Your goal: Your answer must be an exact copy of the records below, with no pictures in it.

_____

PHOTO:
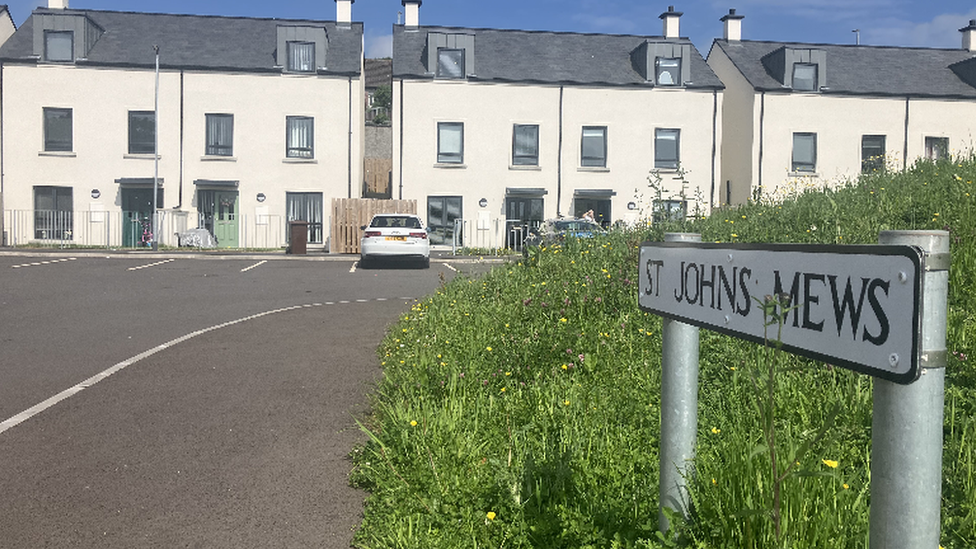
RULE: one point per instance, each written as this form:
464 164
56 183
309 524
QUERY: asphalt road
153 401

_____

Answer to this problem:
PHOTO:
RULE: one point per instance, each written as this form:
464 164
56 183
309 524
QUERY: asphalt road
153 401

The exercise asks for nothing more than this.